# Katies House : Febuary 2014



## Mars Lander

Good day fellow explorers, peepers and lurkers.

Getting a tight close knit team or crew, who you can trust is a valueable commodity in this day and age. Sshhhh... and I have been lucky in meeting and finding all kinds of explorers and made some fantastic friends. Friends that if it wasn't for exploring related pursuits, we might never have even met.

One of which had an amazing tip off from none other than his 9 year old daughter Katey. I don't think he or us were prepared for what we were soon about to see.

Ladies and Gentleman come with us as we explore...







The external does hint and yet also takes away what one might expect to find within.

A rather unkempt and sorry looking fox skulks past us and into the nearby undergrowth and watches us intently, as we also watch out for the dog patrols etc.

No externals from me again on this _virgin_ explore as they always give too much away.

Within moments of entering we see this most curios and engaging of stairwells.






None of us had small change for small talk on the phone, to elucidate our loved ones the exact nature of our day and what we were seeing, so we pressed on and in.
--------------------------------
> Your instructions
Revise the passage of the Mars Lander post that opens with the words "Good day fellow" and closes with "as we explore...", giving it again with "explorers" changed to "adventurers".

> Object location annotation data
--------------------------------
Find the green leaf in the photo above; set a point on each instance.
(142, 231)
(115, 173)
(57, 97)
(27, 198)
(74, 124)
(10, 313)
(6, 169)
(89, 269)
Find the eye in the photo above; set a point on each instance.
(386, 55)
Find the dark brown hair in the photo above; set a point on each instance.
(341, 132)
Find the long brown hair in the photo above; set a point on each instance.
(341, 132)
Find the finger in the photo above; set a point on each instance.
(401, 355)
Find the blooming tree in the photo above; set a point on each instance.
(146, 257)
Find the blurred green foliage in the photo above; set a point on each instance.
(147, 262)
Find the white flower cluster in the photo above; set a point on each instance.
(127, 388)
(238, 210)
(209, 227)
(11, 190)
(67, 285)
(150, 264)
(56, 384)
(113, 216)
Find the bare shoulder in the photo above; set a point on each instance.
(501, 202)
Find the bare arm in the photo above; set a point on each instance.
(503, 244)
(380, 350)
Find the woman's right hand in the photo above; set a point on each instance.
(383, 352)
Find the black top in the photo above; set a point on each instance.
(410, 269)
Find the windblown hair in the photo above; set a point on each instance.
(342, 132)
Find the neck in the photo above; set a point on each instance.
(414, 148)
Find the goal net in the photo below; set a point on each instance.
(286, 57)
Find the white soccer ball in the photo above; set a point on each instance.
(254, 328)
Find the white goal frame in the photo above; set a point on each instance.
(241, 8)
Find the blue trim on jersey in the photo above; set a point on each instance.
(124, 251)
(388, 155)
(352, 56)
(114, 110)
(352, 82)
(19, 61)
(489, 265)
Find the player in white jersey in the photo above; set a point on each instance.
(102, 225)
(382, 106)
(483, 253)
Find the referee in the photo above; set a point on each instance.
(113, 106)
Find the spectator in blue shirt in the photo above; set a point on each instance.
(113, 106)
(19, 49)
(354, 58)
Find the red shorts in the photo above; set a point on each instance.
--------------------------------
> Correct answer
Good day fellow adventurers, peepers and lurkers.

Getting a tight close knit team or crew, who you can trust is a valueable commodity in this day and age. Sshhhh... and I have been lucky in meeting and finding all kinds of adventurers and made some fantastic friends. Friends that if it wasn't for exploring related pursuits, we might never have even met.

One of which had an amazing tip off from none other than his 9 year old daughter Katey. I don't think he or us were prepared for what we were soon about to see.

Ladies and Gentleman come with us as we explore...